==== Page ====

Anita: And the function was basically the same as to cover people moving somewhere in their vehicle.

Mikołaj: Definitely. And the speeds were the same basically. The early cars were not moving as fast as today. They were rather a little bit faster, or sometimes even slower than running a horse. So that wasn’t the case to take care of any other aspects of design. This design was functional, used the materials and technologies already known by people, but the transition was in different placement of needs of people. Looking at that, that technology was a little bit behind the needs. So when needs came through then something had to change. We had to adjust the technology a little bit, maybe search for some materials like metals, like soft materials, to cover the roofs, so that the whole assembly is not that heavy so that the cars could lift it or move it with their low power engines, really low power, it was  a single horsepower.

Voytek: Single digits.

Mikołaj: Single digits. And probably that’s why horsepower also came to real life, so that you were replacing one physical horse with an engine that could produce the force made by horses, and it stays with us.

Voytek: So, that was from what I understand the first sort of push from designers to manufacturers. Basically, the clients - the users forced some sort of change. In order to supply, to meet the demand, they had to change the manufacturing technology to be able to produce enough units to be sold.

Mikołaj: I don’t think that the users were the main group because now we are thinking of users. But then I think it was— There were other problems, like huge pollution in cities when there were a lot of horses. So there was a lot of—

Voytek: Feces.

Mikołaj: Yes. So this, maybe, brought some solutions on how to transport people differently and how to make it affordable. Maybe this was the reason to push manufacturers forward. So finally people could benefit from these innovations. But for that time, I am not pretty sure that users were most important in that riddle.

Voytek: Okay. That was the sort of beginning of the assembly line, the production line, and it spread all around the world, basically, to every single industry that we can think of today. But there’s still a huge gap between what you just described and what we know today so what was the next sort of pivotal push between manufacturers and designers that pushed everything forward, sort of?

====

**Given problem**
In the conversation, how does Mikołaj compare the speed of early cars with that of a running horse? Rely only on the conversation above for your answer.

==== Information given ====

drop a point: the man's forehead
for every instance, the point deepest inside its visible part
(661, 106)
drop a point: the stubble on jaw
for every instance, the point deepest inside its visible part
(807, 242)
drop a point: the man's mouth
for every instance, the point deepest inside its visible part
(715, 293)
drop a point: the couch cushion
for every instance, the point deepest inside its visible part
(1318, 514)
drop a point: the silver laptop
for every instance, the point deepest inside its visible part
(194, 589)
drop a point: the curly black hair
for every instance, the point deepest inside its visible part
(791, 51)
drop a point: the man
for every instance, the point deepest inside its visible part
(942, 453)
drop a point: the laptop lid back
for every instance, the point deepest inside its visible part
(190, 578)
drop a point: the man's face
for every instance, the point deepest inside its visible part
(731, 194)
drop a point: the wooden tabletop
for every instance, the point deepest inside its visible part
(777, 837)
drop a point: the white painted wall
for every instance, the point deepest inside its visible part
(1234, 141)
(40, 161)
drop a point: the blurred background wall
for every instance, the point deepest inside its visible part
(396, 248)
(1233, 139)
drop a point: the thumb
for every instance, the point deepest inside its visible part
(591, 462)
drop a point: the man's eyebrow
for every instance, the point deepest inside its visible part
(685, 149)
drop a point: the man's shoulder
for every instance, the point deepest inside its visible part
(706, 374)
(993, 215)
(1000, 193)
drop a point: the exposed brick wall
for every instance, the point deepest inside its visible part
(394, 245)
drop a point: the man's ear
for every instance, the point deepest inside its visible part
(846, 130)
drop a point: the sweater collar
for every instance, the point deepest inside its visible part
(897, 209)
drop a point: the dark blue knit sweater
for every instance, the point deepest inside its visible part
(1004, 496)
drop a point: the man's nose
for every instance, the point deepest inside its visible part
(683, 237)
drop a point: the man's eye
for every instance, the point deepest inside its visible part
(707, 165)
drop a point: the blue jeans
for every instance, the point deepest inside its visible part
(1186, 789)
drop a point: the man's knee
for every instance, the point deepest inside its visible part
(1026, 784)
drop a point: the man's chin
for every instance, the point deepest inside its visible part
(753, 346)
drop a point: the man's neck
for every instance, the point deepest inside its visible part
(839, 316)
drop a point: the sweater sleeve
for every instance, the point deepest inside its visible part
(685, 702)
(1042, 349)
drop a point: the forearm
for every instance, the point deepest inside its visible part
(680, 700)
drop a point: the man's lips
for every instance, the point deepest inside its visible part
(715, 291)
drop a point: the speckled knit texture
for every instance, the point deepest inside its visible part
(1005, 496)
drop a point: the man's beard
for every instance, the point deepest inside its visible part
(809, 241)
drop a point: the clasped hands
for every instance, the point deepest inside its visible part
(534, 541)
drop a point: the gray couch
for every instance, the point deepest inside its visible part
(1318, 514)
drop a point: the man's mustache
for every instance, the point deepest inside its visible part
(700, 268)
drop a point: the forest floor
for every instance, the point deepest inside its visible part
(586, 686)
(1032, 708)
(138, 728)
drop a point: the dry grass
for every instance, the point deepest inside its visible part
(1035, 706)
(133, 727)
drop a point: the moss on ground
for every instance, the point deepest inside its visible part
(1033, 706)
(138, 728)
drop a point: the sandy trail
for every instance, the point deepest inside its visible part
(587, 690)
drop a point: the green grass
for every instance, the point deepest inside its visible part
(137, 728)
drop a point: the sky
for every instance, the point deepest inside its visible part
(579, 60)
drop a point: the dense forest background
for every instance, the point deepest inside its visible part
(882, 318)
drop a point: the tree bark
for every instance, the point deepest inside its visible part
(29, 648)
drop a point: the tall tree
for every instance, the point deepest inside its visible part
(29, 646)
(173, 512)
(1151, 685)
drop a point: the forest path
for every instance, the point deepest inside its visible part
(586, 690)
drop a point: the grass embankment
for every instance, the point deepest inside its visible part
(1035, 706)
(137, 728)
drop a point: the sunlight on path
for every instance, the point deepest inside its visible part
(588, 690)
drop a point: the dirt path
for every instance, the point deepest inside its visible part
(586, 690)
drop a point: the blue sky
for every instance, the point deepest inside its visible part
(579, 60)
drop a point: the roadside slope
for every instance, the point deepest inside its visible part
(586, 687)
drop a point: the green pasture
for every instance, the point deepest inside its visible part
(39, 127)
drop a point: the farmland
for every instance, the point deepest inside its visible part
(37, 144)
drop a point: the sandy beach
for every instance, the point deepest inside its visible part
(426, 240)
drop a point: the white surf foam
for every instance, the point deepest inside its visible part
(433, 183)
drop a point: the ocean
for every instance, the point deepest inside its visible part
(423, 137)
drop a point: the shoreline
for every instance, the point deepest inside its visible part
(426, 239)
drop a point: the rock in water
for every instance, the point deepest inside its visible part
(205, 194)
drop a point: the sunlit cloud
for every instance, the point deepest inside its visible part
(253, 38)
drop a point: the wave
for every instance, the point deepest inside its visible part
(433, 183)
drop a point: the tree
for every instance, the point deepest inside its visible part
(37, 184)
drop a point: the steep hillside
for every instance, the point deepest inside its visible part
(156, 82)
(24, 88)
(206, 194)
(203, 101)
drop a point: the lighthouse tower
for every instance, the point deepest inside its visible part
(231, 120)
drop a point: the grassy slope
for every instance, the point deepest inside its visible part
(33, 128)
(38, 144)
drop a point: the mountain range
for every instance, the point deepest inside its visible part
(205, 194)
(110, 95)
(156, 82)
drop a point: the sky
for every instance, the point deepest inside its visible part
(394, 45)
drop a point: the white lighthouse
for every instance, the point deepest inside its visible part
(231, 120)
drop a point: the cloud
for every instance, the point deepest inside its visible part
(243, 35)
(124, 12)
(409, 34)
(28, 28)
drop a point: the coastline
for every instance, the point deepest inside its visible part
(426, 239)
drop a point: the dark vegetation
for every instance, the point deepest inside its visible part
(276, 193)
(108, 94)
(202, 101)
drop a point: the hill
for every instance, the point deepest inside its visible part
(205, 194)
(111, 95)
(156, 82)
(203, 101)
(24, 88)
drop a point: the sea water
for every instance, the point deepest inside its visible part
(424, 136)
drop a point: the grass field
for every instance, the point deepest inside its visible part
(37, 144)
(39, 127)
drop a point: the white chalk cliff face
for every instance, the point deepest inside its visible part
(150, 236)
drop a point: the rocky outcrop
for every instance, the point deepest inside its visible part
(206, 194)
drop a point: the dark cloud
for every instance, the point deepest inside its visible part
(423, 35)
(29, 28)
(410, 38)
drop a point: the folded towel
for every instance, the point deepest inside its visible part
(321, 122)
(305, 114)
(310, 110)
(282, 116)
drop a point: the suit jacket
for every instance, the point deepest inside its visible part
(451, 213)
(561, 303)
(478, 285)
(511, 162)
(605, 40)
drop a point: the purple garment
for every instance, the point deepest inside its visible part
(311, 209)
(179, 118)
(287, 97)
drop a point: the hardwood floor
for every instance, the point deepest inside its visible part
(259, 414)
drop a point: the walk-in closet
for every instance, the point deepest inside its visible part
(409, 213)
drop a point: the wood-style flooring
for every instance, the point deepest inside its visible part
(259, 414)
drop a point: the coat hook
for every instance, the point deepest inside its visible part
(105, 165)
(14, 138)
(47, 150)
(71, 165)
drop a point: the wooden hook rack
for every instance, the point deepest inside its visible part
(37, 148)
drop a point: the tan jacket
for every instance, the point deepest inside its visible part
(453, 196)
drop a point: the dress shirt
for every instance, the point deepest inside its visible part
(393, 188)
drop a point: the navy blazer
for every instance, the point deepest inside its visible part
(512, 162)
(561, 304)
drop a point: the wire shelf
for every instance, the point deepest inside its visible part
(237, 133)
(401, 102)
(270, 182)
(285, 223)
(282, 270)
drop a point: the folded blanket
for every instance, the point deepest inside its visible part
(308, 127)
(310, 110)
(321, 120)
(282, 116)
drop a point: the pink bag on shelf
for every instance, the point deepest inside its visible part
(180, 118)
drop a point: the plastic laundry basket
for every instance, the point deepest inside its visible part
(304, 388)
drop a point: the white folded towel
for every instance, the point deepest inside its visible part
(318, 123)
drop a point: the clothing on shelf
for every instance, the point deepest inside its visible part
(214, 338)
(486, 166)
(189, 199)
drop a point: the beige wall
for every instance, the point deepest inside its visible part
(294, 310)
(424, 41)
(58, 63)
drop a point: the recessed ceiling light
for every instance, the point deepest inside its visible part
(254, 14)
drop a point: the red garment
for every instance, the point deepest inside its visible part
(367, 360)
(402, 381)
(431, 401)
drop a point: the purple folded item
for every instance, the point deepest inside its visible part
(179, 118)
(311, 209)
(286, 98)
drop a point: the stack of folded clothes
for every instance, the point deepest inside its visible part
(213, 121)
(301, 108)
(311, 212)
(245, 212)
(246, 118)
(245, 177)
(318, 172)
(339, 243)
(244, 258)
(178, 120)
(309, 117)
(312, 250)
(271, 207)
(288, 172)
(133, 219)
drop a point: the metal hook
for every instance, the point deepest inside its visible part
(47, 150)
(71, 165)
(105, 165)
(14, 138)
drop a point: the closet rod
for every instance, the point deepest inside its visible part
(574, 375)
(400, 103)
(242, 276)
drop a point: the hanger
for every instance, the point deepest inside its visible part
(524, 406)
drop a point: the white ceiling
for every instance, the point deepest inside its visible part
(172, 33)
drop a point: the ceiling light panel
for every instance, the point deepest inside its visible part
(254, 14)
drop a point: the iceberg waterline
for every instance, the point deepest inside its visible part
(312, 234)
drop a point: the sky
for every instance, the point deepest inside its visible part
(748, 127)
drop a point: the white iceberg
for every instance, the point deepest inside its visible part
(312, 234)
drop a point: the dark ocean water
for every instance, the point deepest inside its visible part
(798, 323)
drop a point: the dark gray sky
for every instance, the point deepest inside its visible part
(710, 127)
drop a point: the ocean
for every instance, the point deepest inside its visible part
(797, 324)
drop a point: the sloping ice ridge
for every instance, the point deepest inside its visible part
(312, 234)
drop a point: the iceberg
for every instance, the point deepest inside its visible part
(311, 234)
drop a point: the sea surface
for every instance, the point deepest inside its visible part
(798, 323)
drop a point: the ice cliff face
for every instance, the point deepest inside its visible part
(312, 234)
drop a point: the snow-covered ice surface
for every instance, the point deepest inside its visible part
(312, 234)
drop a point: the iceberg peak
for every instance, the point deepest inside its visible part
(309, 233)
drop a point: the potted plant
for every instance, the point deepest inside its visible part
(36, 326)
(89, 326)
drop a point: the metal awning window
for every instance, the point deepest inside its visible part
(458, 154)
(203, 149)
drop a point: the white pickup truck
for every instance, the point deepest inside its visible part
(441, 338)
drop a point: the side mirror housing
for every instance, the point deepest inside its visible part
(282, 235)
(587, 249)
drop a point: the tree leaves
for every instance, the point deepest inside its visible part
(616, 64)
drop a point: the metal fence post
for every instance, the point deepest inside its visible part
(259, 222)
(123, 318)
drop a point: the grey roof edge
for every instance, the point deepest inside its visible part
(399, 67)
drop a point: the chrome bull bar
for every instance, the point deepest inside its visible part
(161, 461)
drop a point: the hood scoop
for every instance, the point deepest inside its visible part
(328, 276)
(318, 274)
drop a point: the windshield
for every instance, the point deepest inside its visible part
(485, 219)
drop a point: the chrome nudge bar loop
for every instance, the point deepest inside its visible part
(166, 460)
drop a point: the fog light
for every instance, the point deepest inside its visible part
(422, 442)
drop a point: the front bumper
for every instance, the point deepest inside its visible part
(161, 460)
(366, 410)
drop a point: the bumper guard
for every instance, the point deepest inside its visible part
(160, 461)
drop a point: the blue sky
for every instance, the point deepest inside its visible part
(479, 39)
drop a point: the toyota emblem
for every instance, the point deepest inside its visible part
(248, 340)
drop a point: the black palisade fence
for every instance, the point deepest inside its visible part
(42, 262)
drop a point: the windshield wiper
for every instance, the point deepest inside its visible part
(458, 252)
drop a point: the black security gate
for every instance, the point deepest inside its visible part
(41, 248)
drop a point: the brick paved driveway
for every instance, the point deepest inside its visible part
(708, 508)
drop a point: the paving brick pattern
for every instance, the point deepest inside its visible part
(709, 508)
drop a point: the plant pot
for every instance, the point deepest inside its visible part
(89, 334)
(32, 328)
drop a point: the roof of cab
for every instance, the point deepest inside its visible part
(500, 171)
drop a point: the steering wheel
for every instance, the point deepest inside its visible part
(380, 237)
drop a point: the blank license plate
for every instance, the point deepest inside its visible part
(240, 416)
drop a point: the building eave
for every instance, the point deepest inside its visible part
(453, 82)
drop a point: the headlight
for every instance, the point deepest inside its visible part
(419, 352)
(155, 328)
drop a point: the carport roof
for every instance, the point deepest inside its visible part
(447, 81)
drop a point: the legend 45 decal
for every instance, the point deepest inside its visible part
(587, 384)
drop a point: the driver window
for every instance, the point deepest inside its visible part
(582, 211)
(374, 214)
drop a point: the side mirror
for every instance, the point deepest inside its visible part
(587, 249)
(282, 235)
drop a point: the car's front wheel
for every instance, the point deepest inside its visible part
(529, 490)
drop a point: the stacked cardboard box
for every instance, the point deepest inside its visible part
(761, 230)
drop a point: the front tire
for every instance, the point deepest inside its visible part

====

**Final result**
Early cars were a little faster than a running horse, or sometimes even slower.